QUOTED PASSAGE →
┌────────

# Sacramento/ Bay Area



## PoisonIV (May 20, 2002)

Hey everyone in Sac and those from the bay who would like to come up. Friday and Saturday nights my car club gets together and cruises. We have everything from mini trucks, to mustangs and cameros to my nissan (one of the minis is a tricked out bagged nissan hard body). If anyone would like to cruise with us you're more than welcome to join. We hang out and talk and just have fun. Check out our website. The link is in my sig. "Barely Legal"


----------



## Guest (Sep 22, 2002)

*hanging out.....*

Where will ya'll be hanging out tonight? Let me know.


Q in Sac


----------



## trace (Sep 5, 2002)

Damn I wish I could go, but I gotta work 6 to 6 tonight, maybe next weekend.


----------



## SuperblkStalion (Aug 26, 2002)

└────────

SHORT EXERCISE 1 → Copy the rows below verbatim.

DATA PROVIDED →

┌────────

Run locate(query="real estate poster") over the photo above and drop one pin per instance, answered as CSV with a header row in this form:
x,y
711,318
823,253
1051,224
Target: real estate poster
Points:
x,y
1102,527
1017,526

└────────

SHORT EXERCISE 2 → In the Sacramento/Bay Area thread, on which nights does PoisonIV's car club get together and cruise?

TASK RESPONSE 1 →
Run locate(query="real estate poster") over the photo above and drop one pin per instance, answered as CSV with a header row in this form:
x,y
711,318
823,253
1051,224
Target: real estate poster
Points:
x,y
1102,527
1017,526

TASK RESPONSE 2 → Friday and Saturday nights.